**Texto de la página:**

Corneliu Porumboiu es uno de los directores de cine más inteligentes de la actualidad. En este caso, la palabra “inteligente” adquiere toda su densidad, con todo lo bueno y lo malo que potencialmente porta el término. Es, a su manera, un director con pretensiones; no obstante, teniendo en cuenta que está a la altura de éstas, no se lo puede acusar de pretencioso. Diferente de todo lo que podríamos imaginar como pretencioso, sus films se apartan de la pomposidad teórica, más allá de que ellos mismos lidien con asuntos íntimamente teóricos. Algo que tiene que ver con los medios y los fines, forma y contenido, tema sobre el que justamente hablan los dos protagonistas de Cae la noche en Bucarest, la última película del director rumano, que se estrenó ayer en Cinemateca.

**Consigna a:**
Reúna todas las filas que contengan la palabra "apartment" y cópielas sin alterarlas.

**Datos registrados:**

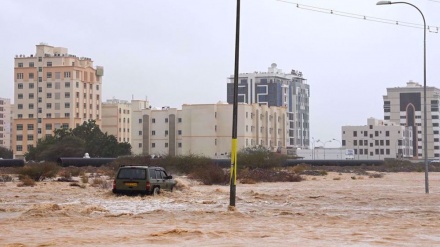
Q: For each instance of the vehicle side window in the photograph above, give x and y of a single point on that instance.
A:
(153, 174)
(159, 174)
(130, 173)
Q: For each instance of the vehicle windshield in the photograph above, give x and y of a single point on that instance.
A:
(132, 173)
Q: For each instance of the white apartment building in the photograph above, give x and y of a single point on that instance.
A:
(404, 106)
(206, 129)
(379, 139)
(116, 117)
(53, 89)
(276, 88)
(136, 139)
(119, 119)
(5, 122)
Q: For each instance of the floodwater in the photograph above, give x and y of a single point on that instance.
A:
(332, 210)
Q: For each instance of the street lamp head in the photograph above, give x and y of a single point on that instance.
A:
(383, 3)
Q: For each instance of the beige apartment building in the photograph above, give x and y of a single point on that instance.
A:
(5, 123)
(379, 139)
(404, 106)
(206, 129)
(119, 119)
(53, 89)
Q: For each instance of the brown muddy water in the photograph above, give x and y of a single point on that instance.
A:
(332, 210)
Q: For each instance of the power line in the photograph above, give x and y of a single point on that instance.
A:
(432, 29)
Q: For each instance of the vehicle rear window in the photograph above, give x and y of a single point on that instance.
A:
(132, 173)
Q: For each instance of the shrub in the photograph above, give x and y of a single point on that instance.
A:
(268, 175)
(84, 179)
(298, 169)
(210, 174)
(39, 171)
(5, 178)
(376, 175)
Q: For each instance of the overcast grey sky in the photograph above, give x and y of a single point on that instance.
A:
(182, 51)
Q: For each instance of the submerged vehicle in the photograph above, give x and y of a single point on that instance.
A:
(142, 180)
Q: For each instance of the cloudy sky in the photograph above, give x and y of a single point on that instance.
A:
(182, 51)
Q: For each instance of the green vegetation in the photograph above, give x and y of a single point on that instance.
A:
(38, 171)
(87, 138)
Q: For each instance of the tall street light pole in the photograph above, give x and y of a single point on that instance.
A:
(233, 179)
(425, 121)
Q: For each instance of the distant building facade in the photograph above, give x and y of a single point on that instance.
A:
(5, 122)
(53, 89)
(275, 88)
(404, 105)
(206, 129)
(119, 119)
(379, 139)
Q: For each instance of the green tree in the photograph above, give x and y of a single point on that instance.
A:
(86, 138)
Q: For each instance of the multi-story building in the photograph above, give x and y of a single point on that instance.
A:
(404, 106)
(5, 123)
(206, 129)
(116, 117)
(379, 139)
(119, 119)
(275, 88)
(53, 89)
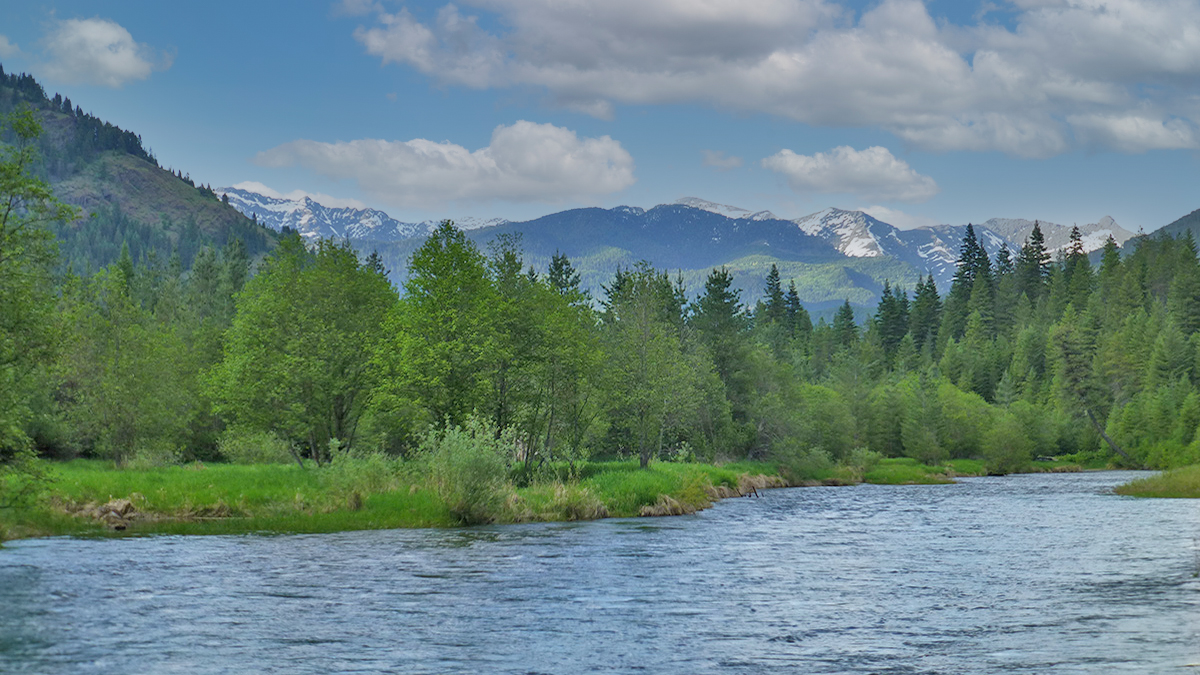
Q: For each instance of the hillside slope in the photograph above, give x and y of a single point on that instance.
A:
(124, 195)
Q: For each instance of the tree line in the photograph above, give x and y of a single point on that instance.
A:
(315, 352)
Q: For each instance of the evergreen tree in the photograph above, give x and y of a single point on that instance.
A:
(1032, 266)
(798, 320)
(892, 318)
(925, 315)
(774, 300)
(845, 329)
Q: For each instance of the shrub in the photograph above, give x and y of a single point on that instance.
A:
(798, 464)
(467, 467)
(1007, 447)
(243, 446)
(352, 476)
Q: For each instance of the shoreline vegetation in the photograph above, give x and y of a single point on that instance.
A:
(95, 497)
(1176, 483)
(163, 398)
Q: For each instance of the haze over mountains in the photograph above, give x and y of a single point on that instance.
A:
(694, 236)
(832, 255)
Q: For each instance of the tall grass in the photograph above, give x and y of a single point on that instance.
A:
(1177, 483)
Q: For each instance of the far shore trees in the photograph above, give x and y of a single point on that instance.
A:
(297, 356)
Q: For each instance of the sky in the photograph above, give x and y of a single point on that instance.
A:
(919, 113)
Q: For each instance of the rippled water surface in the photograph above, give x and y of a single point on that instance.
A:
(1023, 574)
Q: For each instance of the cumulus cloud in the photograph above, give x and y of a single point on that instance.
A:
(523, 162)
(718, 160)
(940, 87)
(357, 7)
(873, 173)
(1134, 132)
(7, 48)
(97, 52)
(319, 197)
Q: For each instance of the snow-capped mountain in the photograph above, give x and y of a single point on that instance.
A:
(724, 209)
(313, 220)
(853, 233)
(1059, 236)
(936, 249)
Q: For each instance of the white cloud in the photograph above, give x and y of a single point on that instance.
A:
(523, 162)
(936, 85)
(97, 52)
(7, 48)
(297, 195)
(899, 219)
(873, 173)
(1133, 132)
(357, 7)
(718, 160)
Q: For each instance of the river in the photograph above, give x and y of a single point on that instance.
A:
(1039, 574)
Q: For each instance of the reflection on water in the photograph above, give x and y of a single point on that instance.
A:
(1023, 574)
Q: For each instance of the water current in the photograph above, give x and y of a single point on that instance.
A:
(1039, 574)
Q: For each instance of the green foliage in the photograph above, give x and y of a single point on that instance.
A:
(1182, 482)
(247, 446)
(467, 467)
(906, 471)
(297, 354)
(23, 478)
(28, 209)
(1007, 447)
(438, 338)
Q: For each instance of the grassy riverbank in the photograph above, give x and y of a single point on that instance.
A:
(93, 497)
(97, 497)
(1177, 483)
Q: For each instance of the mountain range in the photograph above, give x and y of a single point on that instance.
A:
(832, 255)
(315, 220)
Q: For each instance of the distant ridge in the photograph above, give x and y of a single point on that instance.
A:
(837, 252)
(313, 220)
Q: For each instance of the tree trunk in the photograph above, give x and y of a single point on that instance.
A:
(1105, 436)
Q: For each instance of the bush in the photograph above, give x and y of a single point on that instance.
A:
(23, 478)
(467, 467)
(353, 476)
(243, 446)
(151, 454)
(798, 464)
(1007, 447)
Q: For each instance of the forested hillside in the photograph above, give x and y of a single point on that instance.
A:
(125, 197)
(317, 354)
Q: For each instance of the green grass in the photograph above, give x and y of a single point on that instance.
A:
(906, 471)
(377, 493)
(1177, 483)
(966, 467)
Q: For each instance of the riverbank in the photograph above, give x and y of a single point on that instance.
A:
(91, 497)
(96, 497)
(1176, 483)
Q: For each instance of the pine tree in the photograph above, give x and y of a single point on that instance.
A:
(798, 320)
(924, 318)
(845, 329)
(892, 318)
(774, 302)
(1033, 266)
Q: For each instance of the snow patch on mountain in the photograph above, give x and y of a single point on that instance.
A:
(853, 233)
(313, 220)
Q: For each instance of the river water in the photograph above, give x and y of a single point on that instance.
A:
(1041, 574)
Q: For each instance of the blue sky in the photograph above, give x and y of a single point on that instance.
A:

**Consigna b:**
Prosiga la reseña sobre el cine de Corneliu Porumboiu a partir de la última oración que se muestra.

**Respuesta del ejercicio a:**
Q: For each instance of the white apartment building in the photograph above, give x and y of a single point on that instance.
Q: For each instance of the beige apartment building in the photograph above, give x and y of a single point on that instance.

**Respuesta del ejercicio b:**
La escena en cuestión se desarrolla en el interior de un restorán en el que Paul, el director de una película, y Alina, su actriz/amante, hablan sobre en qué medida los utensilios empleados por distintas culturas determinan la comida. Él considera que la comida china es más compleja que la europea, más centrada en el contenido, porque el uso de palillos en lugar de tenedor y cuchillo requiere que los ingredientes estén preparados y lleven mucho mayor trabajo que la cocina europea, en la que los implementos hacen que el que se arregle sea la misma persona que está frente al plato.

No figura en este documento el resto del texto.